Provided information:

========

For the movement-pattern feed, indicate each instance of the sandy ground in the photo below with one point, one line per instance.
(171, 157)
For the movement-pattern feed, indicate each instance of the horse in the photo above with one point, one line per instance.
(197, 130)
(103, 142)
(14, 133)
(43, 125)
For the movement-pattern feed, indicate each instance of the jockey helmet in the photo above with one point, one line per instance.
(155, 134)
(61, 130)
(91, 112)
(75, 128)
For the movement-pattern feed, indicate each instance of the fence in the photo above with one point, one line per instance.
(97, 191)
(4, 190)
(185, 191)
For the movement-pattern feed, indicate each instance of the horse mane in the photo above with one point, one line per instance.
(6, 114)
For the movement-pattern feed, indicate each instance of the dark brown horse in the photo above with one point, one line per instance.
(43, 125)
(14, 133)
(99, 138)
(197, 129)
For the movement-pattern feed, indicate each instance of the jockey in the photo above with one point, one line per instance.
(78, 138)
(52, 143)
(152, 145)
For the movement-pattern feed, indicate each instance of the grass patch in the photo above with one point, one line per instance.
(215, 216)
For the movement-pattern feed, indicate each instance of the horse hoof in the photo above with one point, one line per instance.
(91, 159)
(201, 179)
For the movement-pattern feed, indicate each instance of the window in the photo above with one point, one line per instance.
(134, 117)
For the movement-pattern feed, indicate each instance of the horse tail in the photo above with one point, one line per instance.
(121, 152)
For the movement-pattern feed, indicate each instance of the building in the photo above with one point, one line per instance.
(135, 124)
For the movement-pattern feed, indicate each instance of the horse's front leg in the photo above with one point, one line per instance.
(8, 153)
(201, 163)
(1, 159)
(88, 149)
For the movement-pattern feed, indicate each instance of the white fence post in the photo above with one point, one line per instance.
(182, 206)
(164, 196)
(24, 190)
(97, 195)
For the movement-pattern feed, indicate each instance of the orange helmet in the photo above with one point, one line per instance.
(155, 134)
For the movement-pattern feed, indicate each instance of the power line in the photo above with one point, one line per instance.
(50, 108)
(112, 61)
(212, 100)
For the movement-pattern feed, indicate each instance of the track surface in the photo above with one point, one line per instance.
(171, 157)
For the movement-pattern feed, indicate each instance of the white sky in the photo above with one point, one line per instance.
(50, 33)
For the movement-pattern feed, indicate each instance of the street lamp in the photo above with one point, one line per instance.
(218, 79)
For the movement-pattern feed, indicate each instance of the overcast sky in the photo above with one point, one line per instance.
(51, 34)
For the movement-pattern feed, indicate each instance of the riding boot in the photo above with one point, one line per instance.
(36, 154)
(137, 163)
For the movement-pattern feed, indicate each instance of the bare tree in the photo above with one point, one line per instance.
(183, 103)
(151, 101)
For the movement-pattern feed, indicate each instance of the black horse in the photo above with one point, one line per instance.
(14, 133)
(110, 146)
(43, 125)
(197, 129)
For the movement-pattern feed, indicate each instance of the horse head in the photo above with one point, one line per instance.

========

Problem to solve: Write out every line of the material again, exactly as it reads.

Result of this task:
For the movement-pattern feed, indicate each instance of the sandy ground in the photo below with one point, one line per instance.
(171, 157)
For the movement-pattern feed, indicate each instance of the horse in the photo above with one point, one line per instance.
(197, 130)
(103, 142)
(14, 133)
(43, 125)
For the movement-pattern feed, indicate each instance of the jockey helmet in the photo above with one point, one line per instance.
(155, 134)
(61, 130)
(91, 112)
(75, 128)
For the movement-pattern feed, indicate each instance of the fence in the photo above with one point, one line per instance.
(97, 191)
(4, 190)
(185, 191)
For the movement-pattern feed, indicate each instance of the horse mane in the photo above with one point, one line per instance.
(6, 114)
For the movement-pattern feed, indicate each instance of the dark brown horse in the photo above with one point, one line per instance.
(43, 125)
(14, 133)
(99, 138)
(197, 129)
For the movement-pattern feed, indicate each instance of the jockey in the photo above with one point, one line per instance.
(78, 138)
(52, 143)
(152, 145)
For the movement-pattern feed, indicate each instance of the grass patch in the photo above with one point, one line per instance.
(215, 216)
For the movement-pattern feed, indicate each instance of the horse hoof in the photo above with one point, one line per instance.
(91, 159)
(201, 179)
For the movement-pattern feed, indicate each instance of the window in the photo above with one point, one line per instance.
(134, 117)
For the movement-pattern feed, indicate each instance of the horse tail in the photo above with one point, one line per instance.
(121, 152)
For the movement-pattern feed, indicate each instance of the building in the photo above with one point, one line per instance.
(135, 124)
For the movement-pattern feed, indicate each instance of the horse's front leg in the photo above with one point, one line per instance.
(8, 153)
(201, 163)
(1, 159)
(88, 149)
For the movement-pattern feed, indicate each instance of the white fence post in the photo above with one point, one line per instance.
(182, 206)
(164, 196)
(24, 190)
(97, 195)
For the movement-pattern feed, indicate each instance of the orange helmet in the photo above with one point, one line per instance.
(155, 134)
For the movement-pattern feed, indicate each instance of the power line in the photo above with one point, one line per instance.
(50, 108)
(112, 61)
(212, 100)
For the movement-pattern feed, indicate each instance of the track surface in the photo above with one point, one line per instance.
(171, 157)
For the movement-pattern feed, indicate each instance of the white sky in the photo above with one point, one line per instance.
(50, 33)
For the movement-pattern feed, indicate each instance of the street lamp in the photo above with one point, one line per instance.
(218, 79)
For the movement-pattern feed, indicate each instance of the overcast sky in the photo above with one point, one line per instance.
(51, 34)
For the movement-pattern feed, indicate each instance of the riding boot in the photo above with one point, one line per instance.
(36, 154)
(137, 163)
For the movement-pattern feed, indicate each instance of the bare tree in the photo above with one point, one line per instance.
(183, 103)
(151, 101)
For the movement-pattern feed, indicate each instance of the black horse in the photo above with one point, one line per instance.
(14, 133)
(110, 146)
(43, 125)
(197, 129)
For the movement-pattern feed, indicate each instance of the horse head in the photo above with one point, one line per instance.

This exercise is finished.